GIVEN PASSAGE

Sun Kaizhi

Personal information
- Nationality: Chinese
- Born: 9 December 1996 (age 29)
- Height: 183 cm (6 ft 0 in)
- Weight: 82 kg (181 lb)

Sport
- Country: China
- Sport: Bobsleigh
- Events: Two-man, Four-man

Medal record
Men's bobsleigh
Representing China
Junior World Championships U23
| Gold medal – first place | 2019 Königssee | Four-man |
| Gold medal – first place | 2020 Winterberg | Four-man |
| Bronze medal – third place | 2020 Winterberg | Two-man |

= Sun Kaizhi =

Chinese bobsledder (born 1996)

Sun Kaizhi (孙楷智; born 9 December 1996) is a Chinese bobsledder. He represented China at the 2022 and 2026 Winter Olympics.

==Career==
Sun began competing in bobsled in 2017 in the North America Cup. In 2019, Sun won a gold medal at the Under-23 Junior World Championships in four-man. At the 2020 Under-23 Junior World Championship, he won gold again in four-man, while also taking a bronze in two-man. In 2023, Sun finished third place in a four-man Bobsleigh World Cup event at Yanqing, marking the first time a Chinese team earned a podium in the World Cup. Sun continues to be a regular competitor in the World Cup.

DATA SUPPLIED
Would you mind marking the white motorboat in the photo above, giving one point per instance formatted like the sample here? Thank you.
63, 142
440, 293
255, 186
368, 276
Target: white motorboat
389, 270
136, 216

INSTRUCTIONS
1) State whether each statement agrees with the Sun Kaizhi profile, answering yes or no and quoting the words that decide it: (a) Sun started competing in bobsled in 2017; (b) at the 2020 Under-23 Junior World Championship, Sun won gold in two-man; (c) Sun represented China at the 2018 Winter Olympics.
2) Swap "bronze" for "silver" in the Sun Kaizhi profile and write out the part from "Chinese bobsledder (born" up to and including "competitor in the World Cup.".
The entries above are separate from the Sun Kaizhi profile.

PER-TASK ANSWERS
1)
(a) Yes: "Sun began competing in bobsled in 2017 in the North America Cup."
(b) No: "he won gold again in four-man, while also taking a bronze in two-man."
(c) No: "He represented China at the 2022 and 2026 Winter Olympics."

2)
Chinese bobsledder (born 1996)

Sun Kaizhi (孙楷智; born 9 December 1996) is a Chinese bobsledder. He represented China at the 2022 and 2026 Winter Olympics.

==Career==
Sun began competing in bobsled in 2017 in the North America Cup. In 2019, Sun won a gold medal at the Under-23 Junior World Championships in four-man. At the 2020 Under-23 Junior World Championship, he won gold again in four-man, while also taking a silver in two-man. In 2023, Sun finished third place in a four-man Bobsleigh World Cup event at Yanqing, marking the first time a Chinese team earned a podium in the World Cup. Sun continues to be a regular competitor in the World Cup.